OBJETIVO 1:
Responda às perguntas abaixo com base no texto sobre a transferência de Paulinho.
(a) Que idade tem Paulinho?
(b) Em que avaliação se baseou a compra de Paulinho?
(c) Que percentagem do passe fica com o Sp. Braga?
OBJETIVO 2:
Por favor, indique se cada afirmação está de acordo com o texto sobre a transferência de Paulinho, citando as palavras que o comprovam.
(a) O Sporting pagou 16 milhões de euros por 70 por cento do passe de Paulinho.
(b) Taremi foi contratado pelo FC Porto em janeiro.
(c) O campeonato é a única competição que o Sporting vai disputar até ao final da época.

TEXTO DO DOCUMENTO:
+===+
Paulinho é um bom ponta-de-lança? Sem dúvida. E Amorim merece que lhe seja satisfeito o seu pedido para reforçar o ataque, como prova de confiança e até de agradecimento pelo excelente trabalho.
No entanto, a contratação no mercado interno de um avançado de 28 anos por 16 milhões de euros (por 70 por cento do passe) é a assunção de uma aposta quase exclusiva na vertente desportiva.
Ao contrário dos investimentos em Pedro Gonçalves ou em Nuno Santos, no defeso, Paulinho não tem o mesmo potencial de valorização. É, acima de tudo, uma aposta para o presente. O retorno logo se verá. É uma contratação para atacar o campeonato, a única competição que o Sporting vai disputar até ao final da época. O que é absolutamente legítimo, por muito que a estratégia de comunicação não o assuma.
Mas para lá de confirmar a candidatura do Sporting, a transferência de Paulinho consagra o Sp. Braga como campeão dos grandes negócios a nível interno.
Não obstante o Sporting ter conseguido um bom reforço e apesar das desavenças recentes entre os dois clubes, em termos puramente pragmáticos o acordo é extraordinário na perspetiva do Sp. Braga.
Duvidam? Então, vamos por partes:
Paulinho foi comprado tendo por base uma avaliação de 23 milhões de euros, o triplo do valor do passe de Taremi (aquando da sua contratação em setembro pelo FC Porto). O iraniano serve na perfeição para a comparação, não só por ter sido alvo da cobiça leonina no último defeso, mas também por ter a mesma idade e sensivelmente o mesmo número de golos na última época e meia (31 golos em 63 jogos, contra 35 em 73 do minhoto).
O Sp. Braga arrecada desde já 16 milhões, o dobro do valor proposto nas primeiras abordagens do Sporting, e ainda fica com 30 por cento do passe, para a eventualidade de o atleta se valorizar e ser vendido.
+===+
DADOS BRUTOS:
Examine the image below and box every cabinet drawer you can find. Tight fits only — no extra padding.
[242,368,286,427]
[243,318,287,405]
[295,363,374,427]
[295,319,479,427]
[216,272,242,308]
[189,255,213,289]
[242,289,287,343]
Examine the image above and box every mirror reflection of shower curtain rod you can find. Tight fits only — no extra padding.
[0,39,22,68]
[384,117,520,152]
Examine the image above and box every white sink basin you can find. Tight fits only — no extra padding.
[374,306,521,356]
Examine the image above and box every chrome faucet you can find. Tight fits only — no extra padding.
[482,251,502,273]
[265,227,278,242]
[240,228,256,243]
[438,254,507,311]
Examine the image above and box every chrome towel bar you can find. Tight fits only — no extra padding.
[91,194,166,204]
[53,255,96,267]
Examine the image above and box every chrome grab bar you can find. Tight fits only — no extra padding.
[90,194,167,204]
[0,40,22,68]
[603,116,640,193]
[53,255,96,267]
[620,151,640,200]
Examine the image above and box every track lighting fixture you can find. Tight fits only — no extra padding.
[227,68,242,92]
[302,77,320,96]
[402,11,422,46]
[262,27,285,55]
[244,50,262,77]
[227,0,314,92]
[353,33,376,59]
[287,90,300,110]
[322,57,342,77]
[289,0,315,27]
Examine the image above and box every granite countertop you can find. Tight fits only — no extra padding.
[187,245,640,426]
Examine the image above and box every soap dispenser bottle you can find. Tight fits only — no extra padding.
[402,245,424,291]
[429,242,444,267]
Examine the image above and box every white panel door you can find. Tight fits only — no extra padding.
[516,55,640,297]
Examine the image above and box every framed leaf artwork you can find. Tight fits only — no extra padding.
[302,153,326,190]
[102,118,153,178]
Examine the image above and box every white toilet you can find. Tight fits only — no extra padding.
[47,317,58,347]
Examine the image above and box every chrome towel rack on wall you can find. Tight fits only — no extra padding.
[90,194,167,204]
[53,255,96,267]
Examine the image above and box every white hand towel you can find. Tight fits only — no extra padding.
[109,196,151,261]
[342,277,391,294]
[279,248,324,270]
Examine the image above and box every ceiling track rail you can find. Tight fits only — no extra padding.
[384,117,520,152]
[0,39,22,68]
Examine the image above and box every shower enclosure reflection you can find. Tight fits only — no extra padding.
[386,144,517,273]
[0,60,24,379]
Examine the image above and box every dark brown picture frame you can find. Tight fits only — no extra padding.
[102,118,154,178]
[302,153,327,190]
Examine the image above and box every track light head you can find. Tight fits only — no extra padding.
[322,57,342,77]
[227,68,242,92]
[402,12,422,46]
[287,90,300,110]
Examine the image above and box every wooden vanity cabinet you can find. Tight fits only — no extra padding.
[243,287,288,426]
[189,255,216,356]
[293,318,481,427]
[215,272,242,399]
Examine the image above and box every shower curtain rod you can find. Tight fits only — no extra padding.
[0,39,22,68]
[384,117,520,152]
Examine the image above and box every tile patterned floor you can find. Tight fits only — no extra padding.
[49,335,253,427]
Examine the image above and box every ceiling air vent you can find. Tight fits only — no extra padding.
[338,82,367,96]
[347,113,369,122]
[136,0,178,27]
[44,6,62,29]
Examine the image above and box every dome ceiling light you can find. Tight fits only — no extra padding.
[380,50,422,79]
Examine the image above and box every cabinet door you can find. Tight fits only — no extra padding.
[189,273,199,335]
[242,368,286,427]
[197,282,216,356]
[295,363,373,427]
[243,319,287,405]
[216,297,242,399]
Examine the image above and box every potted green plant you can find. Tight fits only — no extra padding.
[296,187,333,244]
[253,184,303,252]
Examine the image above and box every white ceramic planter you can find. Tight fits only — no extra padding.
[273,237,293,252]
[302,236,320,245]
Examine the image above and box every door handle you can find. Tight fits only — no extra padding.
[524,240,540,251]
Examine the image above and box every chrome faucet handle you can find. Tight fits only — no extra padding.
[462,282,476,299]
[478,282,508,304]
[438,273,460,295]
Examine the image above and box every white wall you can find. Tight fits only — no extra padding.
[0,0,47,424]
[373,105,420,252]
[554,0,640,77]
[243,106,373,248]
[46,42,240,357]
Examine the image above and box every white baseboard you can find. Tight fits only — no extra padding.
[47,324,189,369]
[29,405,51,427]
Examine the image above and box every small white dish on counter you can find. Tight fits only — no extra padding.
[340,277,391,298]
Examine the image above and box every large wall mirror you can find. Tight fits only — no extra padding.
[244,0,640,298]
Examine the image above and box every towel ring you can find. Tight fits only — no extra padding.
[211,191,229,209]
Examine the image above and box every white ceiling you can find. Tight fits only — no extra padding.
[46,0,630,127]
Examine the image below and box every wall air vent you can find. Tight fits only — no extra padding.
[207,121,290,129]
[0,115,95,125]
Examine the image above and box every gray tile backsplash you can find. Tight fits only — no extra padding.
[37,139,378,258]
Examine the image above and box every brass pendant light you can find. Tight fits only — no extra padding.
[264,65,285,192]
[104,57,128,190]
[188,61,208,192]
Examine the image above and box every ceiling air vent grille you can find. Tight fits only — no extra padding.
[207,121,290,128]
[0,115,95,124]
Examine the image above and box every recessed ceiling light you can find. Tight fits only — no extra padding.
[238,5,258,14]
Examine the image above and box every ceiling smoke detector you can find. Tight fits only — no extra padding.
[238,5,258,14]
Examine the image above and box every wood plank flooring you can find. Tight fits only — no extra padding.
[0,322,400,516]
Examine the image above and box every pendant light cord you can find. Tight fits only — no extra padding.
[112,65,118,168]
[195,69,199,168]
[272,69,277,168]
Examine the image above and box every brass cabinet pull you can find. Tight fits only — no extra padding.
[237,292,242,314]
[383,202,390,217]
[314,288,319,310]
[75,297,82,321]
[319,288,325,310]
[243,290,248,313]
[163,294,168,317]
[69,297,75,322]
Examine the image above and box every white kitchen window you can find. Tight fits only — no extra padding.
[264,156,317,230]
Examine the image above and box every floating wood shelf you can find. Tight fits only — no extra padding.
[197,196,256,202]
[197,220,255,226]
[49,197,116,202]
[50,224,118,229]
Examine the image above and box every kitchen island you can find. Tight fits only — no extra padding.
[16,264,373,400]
+===+
RESPOSTA 1:
(a) 28 anos.
(b) Numa avaliação de 23 milhões de euros.
(c) 30 por cento.

RESPOSTA 2:
(a) Sim: "por 16 milhões de euros (por 70 por cento do passe)".
(b) Não: "aquando da sua contratação em setembro pelo FC Porto".
(c) Sim: "a única competição que o Sporting vai disputar até ao final da época".